■ TEXTAUSZUG:

Eine Besonderheit bei Bösendorfer ist das Resonanzkastenprinzip, nach dem jeder Flügel aufgebaut ist und auf dem die „Klangphilosophie“ des Unternehmens beruht. Dieses Prinzip hat der Traditionshersteller in den vergangenen vier Jahren noch einmal weiterentwickelt. Die Grundlage für diese Innovation im Rahmen des Klangkörpers ist eine bestimmte Fräsung, die ein CNC-Bearbeitungszentrum des italienischen Herstellers SCM vornimmt.
Seit 2016 ist die Fünf-Achs-Maschine Morbidelli M800 Bestandteil des Produktionsprozesses in Wiener Neustadt. „Ein Grund, warum wir uns für SCM entschieden haben, waren Empfehlungen von zwei unserer Zulieferer, die ebenfalls mit SCM-Maschinen arbeiten. Bis jetzt sind wir damit sehr zufrieden. Es war die richtige Entscheidung“, sagt Thomas Broukal.

■ VERFÜGBARES MATERIAL:

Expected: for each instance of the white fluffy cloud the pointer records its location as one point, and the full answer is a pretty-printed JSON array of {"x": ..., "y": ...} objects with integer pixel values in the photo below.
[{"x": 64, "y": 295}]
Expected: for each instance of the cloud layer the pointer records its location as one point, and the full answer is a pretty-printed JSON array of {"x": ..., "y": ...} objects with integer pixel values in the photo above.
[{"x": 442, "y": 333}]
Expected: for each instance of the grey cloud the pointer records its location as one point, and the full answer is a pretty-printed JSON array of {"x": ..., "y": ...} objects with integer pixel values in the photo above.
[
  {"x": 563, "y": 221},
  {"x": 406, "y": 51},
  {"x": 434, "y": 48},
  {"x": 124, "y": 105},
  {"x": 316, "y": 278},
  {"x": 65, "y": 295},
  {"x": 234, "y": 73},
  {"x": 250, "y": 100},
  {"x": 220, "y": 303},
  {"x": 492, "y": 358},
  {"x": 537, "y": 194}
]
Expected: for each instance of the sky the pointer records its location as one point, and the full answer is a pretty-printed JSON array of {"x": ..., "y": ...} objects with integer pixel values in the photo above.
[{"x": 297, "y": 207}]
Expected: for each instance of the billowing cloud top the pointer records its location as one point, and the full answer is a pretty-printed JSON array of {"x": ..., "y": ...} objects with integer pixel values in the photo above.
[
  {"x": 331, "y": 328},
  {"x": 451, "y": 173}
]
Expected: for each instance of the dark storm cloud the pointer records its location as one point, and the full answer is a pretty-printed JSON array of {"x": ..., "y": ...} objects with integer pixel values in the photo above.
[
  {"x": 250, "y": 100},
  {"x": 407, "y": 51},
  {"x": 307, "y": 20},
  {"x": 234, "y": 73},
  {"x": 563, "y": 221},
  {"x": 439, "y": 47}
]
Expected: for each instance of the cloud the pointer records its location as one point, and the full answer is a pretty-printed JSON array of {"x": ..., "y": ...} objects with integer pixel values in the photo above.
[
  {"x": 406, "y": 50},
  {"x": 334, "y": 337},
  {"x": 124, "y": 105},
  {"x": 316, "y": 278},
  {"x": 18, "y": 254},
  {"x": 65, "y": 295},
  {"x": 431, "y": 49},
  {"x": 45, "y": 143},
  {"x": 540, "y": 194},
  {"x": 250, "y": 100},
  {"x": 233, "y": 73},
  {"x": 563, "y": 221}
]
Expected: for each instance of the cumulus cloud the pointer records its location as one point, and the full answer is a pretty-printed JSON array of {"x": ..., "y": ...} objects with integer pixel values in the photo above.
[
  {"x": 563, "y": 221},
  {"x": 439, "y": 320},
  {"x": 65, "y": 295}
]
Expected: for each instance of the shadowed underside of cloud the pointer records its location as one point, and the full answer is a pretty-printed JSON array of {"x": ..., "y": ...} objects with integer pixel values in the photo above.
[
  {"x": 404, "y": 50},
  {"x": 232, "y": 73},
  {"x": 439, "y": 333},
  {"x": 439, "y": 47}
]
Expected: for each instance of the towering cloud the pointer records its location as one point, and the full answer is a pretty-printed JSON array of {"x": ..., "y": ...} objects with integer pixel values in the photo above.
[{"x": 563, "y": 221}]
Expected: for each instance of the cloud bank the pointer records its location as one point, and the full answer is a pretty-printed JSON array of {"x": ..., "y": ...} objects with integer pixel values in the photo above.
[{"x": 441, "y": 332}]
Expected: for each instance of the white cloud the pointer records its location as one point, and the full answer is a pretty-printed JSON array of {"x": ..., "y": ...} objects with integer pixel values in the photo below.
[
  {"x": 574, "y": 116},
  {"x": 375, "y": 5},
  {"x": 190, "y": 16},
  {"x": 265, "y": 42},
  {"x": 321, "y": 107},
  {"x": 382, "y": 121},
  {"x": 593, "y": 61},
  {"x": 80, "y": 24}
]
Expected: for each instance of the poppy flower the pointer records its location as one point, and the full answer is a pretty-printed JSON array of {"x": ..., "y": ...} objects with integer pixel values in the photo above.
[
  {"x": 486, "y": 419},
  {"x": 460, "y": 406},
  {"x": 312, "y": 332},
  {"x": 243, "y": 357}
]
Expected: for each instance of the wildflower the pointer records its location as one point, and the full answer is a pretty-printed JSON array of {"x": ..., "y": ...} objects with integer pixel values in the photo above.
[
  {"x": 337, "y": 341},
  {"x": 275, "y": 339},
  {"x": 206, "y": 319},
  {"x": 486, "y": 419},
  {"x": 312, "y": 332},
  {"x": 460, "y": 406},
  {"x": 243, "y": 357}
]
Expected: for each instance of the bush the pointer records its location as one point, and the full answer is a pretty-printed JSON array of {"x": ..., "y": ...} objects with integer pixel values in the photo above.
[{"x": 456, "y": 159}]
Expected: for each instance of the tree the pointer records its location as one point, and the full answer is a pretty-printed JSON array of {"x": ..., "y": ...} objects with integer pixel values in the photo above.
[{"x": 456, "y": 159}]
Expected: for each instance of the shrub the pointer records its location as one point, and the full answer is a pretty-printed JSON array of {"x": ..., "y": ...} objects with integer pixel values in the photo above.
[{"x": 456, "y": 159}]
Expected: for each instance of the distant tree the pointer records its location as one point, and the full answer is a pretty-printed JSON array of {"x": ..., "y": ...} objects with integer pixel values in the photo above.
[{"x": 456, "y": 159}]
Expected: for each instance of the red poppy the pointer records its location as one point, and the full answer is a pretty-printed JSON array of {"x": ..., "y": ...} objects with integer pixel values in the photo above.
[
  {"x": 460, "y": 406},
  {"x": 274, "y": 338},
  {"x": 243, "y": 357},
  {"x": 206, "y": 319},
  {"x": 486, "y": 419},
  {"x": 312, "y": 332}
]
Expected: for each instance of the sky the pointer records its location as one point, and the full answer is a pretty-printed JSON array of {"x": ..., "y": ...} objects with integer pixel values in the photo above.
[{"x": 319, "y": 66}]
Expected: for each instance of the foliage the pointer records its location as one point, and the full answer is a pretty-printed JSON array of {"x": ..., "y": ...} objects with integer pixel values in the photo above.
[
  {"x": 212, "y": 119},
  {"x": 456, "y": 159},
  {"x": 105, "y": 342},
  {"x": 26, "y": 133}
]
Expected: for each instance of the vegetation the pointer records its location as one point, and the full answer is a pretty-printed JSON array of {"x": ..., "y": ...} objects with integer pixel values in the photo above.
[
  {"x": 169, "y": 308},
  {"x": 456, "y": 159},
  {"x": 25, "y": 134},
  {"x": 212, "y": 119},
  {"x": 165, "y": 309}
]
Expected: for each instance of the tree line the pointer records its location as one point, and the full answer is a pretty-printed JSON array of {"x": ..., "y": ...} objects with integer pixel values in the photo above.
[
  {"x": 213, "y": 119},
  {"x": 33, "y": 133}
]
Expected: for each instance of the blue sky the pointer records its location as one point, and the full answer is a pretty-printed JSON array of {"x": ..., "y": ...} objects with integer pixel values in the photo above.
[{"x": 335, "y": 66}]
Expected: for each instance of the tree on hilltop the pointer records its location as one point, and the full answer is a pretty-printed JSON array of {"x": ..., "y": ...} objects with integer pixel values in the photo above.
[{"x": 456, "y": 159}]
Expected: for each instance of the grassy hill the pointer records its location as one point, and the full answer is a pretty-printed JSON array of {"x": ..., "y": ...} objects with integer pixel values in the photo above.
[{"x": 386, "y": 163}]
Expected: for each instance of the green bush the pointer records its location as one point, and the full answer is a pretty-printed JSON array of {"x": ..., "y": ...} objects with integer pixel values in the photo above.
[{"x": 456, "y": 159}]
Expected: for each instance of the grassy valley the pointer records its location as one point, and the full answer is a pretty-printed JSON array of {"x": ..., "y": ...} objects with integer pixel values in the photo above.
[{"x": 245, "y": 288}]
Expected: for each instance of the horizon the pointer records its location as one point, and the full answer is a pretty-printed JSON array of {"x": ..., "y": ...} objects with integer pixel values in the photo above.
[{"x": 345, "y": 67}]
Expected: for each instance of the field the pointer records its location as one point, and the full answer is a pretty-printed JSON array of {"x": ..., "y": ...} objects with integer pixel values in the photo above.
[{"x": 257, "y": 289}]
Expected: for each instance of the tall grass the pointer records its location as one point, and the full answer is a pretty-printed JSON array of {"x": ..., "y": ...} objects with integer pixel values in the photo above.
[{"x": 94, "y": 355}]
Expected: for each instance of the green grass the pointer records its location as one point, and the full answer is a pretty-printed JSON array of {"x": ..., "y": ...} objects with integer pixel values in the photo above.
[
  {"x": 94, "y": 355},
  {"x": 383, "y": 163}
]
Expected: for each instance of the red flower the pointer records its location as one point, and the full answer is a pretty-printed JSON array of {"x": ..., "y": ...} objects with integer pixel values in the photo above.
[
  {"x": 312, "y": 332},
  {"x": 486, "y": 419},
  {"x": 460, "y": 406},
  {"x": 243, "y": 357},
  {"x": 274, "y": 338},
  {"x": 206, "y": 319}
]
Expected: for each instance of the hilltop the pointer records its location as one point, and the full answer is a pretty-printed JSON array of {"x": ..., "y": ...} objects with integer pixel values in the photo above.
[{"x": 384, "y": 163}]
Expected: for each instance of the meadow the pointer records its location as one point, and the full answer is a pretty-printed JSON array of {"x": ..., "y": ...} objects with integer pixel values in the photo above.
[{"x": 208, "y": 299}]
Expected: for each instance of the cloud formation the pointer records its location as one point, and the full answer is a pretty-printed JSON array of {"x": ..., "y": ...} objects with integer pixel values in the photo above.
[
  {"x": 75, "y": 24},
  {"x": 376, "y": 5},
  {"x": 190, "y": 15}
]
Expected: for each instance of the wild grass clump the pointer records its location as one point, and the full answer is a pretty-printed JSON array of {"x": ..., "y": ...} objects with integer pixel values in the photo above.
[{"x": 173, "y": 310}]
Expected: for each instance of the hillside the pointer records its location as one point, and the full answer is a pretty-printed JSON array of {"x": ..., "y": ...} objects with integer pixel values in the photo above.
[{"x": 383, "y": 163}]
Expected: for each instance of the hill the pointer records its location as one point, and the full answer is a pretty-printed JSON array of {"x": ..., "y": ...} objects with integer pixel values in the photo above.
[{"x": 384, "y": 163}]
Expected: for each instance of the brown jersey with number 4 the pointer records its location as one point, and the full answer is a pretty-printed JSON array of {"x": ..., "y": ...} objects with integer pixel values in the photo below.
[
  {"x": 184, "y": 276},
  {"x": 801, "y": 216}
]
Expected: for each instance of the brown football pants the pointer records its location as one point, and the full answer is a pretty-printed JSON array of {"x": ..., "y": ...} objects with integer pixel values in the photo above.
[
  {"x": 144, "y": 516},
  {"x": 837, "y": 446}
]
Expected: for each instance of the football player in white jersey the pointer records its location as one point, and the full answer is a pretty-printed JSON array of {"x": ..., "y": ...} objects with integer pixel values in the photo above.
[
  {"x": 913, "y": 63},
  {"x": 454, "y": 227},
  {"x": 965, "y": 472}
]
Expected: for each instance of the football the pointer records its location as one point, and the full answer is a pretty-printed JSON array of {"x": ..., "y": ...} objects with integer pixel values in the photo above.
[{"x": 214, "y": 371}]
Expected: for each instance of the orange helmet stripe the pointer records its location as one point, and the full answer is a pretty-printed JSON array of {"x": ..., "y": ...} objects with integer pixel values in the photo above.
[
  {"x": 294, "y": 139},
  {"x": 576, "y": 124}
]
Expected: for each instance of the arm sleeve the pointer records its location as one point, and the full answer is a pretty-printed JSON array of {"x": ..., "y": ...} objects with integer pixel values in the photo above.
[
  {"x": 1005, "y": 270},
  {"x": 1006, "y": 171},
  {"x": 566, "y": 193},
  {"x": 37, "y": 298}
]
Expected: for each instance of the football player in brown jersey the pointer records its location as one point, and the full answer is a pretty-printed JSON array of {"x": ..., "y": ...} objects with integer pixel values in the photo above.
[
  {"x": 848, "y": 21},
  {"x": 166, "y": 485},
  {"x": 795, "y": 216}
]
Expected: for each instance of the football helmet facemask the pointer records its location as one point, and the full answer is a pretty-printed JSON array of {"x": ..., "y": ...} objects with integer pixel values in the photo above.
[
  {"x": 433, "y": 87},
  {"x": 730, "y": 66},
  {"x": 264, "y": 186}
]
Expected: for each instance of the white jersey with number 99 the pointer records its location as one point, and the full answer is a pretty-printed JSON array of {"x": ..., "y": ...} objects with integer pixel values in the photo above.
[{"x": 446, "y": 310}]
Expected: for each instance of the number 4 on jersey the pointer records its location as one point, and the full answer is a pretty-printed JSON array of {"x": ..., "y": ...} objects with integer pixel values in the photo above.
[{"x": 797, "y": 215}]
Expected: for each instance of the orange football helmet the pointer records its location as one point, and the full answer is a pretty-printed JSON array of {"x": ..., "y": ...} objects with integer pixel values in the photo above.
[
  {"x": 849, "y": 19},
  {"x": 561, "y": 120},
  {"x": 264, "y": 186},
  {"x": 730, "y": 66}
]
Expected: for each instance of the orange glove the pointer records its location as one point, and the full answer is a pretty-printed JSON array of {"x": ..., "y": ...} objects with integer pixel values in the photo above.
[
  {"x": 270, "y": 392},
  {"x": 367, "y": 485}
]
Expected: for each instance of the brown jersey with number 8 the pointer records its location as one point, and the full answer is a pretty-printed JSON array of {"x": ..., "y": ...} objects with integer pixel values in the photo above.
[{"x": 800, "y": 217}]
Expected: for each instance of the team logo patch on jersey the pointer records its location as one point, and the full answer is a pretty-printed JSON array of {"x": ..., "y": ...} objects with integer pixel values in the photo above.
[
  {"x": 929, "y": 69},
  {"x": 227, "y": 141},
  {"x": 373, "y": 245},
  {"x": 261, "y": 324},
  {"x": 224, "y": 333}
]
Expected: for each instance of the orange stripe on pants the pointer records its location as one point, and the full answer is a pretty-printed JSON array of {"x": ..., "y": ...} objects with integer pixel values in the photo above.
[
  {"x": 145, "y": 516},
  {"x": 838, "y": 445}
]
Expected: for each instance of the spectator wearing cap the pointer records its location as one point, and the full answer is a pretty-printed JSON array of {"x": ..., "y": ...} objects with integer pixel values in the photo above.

■ ZU ERLEDIGENDE AUFGABEN:
1) Seit welchem Jahr gehört die Morbidelli M800 laut dem Text über Bösendorfer zur Produktion in Wiener Neustadt?
2) Schreib den Text über Bösendorfer nach seinem letzten Satz weiter.

■ LÖSUNGEN ZUR ÜBUNG:
1) Seit 2016.

2)
Zu den Besonderheiten des bei Bösendorfer eingesetzten CNC-Bearbeitungszentrums zählt unter anderem der automatisch verstellbare Konsolentisch. Die Balken und Sauger positionieren sich automatisch, nachdem der Bediener das Produktionsprogramm vorbereitet hat. Zudem handelt es sich bei der Sonderausführung um ein Fünf-Achs-Fräsaggregat mit einer Bearbeitungshöhe von 430 Millimetern. „Das Gerät bietet bis zu 48 Werkzeugen Platz, dank eines Tellerwechslers mit 24, einem seitlichen Wechsler mit zwölf und weiteren zwölf Werkzeugen ‚on board‘, die mit dem Fräsaggregat mitfahren“, erklärt Außendienstmitarbeiter Stefano Buratti von SCM. Bei der Anfertigung des Resonanzbodens trägt ein Stirnplanfräser die Platte Schicht für Schicht ab, so dass der Boden flexibel genug wird, um ihn unter Spannung in den Klavierrahmen einzupassen. „Eine Handbearbeitung wäre nicht möglich, da die Genauigkeit sehr hoch ist“, erklärt Buratti.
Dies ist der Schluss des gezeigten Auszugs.